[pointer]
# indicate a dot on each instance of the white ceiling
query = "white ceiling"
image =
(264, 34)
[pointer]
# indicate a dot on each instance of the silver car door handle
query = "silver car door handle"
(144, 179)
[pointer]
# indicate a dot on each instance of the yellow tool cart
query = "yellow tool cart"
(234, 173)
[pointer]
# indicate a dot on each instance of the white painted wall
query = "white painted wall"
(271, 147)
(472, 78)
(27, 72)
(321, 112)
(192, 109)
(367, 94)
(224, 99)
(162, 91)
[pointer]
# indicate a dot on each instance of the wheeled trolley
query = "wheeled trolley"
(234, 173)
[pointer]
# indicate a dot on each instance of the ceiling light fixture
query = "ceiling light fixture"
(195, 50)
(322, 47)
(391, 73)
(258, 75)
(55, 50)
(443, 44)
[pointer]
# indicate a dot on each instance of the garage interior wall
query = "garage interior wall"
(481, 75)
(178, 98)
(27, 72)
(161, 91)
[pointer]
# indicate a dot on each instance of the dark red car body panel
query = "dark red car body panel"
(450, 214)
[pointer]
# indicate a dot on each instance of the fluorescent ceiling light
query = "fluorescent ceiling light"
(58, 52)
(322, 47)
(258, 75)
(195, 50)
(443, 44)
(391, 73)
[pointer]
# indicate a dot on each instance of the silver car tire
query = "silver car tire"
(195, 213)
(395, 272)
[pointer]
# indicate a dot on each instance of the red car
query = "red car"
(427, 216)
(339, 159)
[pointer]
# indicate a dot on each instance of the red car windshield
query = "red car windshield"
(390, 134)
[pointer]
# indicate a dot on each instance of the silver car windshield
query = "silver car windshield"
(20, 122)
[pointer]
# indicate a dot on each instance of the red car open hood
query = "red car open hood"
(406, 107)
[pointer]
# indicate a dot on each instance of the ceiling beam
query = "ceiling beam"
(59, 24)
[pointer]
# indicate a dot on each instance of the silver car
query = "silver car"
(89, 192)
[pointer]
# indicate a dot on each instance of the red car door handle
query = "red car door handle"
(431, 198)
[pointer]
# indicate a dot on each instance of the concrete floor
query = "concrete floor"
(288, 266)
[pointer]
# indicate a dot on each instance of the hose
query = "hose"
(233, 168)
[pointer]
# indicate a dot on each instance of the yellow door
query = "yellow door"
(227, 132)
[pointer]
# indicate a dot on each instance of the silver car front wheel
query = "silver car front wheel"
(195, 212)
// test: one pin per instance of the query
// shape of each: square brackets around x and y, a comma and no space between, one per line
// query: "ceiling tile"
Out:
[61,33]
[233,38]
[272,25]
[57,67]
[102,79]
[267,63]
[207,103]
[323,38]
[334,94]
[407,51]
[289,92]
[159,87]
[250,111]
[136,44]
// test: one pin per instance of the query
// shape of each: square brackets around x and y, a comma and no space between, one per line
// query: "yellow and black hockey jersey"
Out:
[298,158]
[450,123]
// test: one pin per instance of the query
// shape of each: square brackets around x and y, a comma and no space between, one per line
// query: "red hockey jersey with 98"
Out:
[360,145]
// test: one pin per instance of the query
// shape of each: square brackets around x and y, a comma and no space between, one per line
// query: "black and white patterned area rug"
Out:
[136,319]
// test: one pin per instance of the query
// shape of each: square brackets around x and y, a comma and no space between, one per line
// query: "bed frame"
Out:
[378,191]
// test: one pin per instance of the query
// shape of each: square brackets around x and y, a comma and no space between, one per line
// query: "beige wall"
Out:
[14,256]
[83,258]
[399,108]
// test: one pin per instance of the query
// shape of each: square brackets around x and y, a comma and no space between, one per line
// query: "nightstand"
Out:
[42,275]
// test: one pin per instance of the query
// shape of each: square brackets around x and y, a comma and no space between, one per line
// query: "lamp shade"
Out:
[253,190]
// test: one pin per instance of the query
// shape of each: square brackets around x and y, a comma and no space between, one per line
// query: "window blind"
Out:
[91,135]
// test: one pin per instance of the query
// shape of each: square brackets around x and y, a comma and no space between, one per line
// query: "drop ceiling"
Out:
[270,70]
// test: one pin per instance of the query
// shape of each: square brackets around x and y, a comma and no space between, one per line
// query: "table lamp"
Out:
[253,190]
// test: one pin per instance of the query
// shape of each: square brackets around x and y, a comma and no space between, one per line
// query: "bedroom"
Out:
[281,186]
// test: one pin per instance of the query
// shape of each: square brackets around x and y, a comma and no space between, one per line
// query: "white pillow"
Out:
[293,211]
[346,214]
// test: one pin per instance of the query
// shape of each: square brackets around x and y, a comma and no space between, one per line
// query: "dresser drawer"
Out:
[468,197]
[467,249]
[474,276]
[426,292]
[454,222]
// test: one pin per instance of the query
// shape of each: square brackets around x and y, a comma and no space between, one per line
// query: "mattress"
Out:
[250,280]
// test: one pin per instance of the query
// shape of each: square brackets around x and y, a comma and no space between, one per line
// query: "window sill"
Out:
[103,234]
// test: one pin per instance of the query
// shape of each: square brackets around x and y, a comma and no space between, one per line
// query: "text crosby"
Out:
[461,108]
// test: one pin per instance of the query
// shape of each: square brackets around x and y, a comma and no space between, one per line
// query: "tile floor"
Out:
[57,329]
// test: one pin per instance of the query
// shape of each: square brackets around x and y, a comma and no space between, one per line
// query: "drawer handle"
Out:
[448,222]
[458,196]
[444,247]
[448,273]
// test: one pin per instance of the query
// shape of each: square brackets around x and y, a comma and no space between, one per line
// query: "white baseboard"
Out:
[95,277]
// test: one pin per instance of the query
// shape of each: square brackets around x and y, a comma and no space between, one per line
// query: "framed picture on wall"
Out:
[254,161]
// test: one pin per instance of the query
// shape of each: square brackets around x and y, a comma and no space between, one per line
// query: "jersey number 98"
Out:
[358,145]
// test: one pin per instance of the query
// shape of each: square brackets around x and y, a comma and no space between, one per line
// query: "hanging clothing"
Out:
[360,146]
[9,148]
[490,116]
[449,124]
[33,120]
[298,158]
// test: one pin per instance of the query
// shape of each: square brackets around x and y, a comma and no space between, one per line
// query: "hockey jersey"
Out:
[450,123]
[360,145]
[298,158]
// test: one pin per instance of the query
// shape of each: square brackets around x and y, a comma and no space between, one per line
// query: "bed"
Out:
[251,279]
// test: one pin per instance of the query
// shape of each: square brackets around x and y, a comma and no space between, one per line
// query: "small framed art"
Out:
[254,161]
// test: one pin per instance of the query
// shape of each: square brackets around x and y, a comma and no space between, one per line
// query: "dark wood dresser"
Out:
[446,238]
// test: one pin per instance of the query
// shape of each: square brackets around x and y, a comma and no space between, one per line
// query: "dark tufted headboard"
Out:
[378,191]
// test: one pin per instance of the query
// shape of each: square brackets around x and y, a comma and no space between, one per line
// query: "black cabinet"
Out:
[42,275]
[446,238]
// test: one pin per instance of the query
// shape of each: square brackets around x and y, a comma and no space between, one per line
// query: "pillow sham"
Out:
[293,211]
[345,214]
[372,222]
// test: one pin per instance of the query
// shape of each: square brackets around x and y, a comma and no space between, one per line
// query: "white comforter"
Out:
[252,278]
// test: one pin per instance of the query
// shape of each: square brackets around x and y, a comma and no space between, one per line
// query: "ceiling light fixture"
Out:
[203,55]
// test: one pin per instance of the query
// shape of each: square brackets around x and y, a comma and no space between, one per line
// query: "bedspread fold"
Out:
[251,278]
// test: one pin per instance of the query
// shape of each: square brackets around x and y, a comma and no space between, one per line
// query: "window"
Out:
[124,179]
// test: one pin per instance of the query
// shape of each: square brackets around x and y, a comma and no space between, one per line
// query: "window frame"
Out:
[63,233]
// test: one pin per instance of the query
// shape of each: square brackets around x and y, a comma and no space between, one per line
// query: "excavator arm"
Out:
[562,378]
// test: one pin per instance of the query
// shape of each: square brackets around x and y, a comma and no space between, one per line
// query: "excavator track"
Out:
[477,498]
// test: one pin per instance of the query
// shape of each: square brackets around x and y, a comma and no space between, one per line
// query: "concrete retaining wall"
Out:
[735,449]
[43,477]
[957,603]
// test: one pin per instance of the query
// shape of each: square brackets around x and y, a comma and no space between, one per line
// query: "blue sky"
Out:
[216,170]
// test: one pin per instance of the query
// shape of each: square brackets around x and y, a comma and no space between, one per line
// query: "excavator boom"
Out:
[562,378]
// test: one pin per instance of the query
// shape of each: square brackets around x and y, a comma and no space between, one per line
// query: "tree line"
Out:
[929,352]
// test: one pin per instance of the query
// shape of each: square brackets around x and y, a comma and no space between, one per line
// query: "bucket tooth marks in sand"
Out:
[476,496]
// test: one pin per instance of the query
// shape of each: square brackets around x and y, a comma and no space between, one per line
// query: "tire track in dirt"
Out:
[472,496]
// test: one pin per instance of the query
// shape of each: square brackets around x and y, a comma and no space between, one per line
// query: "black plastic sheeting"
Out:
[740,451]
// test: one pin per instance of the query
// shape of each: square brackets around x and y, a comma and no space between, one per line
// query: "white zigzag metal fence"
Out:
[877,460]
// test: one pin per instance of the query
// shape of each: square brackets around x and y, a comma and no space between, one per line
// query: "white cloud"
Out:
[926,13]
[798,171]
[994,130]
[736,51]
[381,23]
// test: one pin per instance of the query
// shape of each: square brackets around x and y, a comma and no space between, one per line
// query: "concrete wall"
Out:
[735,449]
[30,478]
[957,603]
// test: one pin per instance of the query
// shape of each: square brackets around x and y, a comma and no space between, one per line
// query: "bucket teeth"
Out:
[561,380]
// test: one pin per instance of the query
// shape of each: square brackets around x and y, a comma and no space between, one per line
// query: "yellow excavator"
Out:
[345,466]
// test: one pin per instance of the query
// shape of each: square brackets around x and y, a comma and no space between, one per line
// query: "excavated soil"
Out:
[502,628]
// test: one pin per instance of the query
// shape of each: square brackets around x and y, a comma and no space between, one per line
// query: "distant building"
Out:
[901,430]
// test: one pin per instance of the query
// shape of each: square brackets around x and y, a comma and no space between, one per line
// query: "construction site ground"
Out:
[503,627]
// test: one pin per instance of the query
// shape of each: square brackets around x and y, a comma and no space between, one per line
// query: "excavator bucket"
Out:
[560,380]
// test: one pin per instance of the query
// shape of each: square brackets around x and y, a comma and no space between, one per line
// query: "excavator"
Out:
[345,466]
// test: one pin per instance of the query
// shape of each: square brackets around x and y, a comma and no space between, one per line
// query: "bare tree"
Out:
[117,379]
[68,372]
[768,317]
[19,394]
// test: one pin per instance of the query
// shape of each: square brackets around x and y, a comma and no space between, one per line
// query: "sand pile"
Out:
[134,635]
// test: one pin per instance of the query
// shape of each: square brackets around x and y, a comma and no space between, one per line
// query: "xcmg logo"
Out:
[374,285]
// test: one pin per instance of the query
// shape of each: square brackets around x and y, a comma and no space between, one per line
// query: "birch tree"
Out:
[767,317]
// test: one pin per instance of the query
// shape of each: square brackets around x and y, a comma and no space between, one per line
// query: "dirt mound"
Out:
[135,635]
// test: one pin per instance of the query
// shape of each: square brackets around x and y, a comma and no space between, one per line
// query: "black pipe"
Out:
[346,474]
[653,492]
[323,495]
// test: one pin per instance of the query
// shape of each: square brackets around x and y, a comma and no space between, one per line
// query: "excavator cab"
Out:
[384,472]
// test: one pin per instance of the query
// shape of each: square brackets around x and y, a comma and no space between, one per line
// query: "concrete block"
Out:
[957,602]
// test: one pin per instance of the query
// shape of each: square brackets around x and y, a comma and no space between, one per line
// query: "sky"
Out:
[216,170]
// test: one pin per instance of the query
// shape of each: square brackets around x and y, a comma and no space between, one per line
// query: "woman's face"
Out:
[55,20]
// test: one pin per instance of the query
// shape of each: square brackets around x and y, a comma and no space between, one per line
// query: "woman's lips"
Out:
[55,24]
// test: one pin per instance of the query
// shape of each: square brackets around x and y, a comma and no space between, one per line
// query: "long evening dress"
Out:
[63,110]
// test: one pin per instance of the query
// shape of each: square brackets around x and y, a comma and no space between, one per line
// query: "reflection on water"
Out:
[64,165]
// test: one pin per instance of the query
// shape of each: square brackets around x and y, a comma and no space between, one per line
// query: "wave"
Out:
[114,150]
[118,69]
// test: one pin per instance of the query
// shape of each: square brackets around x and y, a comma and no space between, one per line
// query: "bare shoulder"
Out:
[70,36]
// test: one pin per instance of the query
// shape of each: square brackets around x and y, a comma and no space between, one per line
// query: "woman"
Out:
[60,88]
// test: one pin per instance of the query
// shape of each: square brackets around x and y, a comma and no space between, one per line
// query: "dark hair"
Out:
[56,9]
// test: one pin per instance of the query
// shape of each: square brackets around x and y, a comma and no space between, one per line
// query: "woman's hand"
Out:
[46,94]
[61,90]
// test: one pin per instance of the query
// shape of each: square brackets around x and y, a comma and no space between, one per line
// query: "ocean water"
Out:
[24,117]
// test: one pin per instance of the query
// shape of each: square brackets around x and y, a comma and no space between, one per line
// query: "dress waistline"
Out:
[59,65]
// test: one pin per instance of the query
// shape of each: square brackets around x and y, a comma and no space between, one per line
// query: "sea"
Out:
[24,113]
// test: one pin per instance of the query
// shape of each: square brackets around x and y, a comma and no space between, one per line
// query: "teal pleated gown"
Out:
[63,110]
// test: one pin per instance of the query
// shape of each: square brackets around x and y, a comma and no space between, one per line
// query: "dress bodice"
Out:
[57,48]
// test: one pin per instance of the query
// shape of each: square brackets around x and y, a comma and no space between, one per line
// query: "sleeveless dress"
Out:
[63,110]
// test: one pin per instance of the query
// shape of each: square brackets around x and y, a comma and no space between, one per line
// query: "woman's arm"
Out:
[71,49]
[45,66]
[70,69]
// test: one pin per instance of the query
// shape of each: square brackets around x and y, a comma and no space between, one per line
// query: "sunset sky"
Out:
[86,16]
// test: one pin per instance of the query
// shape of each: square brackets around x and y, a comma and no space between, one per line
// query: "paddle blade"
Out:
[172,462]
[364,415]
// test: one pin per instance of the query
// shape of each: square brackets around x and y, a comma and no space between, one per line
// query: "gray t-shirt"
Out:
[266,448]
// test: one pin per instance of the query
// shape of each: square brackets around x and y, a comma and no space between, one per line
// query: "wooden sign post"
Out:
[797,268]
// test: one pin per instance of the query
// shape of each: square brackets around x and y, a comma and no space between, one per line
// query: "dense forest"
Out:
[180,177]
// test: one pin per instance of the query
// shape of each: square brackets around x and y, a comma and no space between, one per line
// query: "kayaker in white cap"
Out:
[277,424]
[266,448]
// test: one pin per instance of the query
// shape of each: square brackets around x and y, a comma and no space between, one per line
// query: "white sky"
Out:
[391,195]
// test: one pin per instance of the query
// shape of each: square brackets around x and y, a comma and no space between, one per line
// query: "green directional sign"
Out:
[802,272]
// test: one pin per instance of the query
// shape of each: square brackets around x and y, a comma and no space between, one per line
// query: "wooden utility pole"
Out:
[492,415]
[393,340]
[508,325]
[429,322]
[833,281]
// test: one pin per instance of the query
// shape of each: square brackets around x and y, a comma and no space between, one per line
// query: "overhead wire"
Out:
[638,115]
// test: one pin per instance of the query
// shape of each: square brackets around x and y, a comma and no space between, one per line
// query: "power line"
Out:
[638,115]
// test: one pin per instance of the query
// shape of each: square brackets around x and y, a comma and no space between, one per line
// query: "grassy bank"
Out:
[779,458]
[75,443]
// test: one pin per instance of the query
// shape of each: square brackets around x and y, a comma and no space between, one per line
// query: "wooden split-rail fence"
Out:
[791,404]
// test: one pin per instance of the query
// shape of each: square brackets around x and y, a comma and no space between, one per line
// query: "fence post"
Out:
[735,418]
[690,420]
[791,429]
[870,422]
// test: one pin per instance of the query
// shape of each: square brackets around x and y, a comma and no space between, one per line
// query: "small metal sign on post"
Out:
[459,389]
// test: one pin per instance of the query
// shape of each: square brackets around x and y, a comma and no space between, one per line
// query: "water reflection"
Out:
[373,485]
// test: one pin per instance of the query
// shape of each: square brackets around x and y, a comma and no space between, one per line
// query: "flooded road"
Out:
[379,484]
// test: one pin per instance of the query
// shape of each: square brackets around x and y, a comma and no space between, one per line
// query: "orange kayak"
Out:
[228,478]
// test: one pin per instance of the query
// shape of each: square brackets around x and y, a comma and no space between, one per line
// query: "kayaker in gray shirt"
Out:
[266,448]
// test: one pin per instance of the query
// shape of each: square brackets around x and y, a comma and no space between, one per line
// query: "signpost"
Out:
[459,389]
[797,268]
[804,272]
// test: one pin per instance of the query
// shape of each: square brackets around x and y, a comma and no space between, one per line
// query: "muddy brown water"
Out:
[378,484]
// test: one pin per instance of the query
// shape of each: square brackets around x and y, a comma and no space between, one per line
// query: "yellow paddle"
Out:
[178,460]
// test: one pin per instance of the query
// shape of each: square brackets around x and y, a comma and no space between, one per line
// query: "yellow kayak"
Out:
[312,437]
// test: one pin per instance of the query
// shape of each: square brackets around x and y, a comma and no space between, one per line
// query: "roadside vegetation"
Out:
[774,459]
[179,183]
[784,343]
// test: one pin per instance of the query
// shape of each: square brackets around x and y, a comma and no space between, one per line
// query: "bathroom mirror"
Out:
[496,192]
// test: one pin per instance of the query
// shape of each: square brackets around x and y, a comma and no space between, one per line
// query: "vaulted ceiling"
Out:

**********

[TASK PROMPT]
Return every line in the rows above that contains the string "ceiling", using case-sensitive matching.

[COMPLETE RESPONSE]
# indicate a dot on each instance of the white ceiling
query = "white ceiling"
# indicate a dot on each instance of the ceiling light fixture
query = "ceiling light fixture"
# indicate a dot on each instance of the fluorescent ceiling light
query = "fluorescent ceiling light"
# indicate a dot on each instance of the ceiling beam
query = "ceiling beam"
// query: "ceiling tile"
// query: "drop ceiling"
// query: "ceiling light fixture"
// query: "vaulted ceiling"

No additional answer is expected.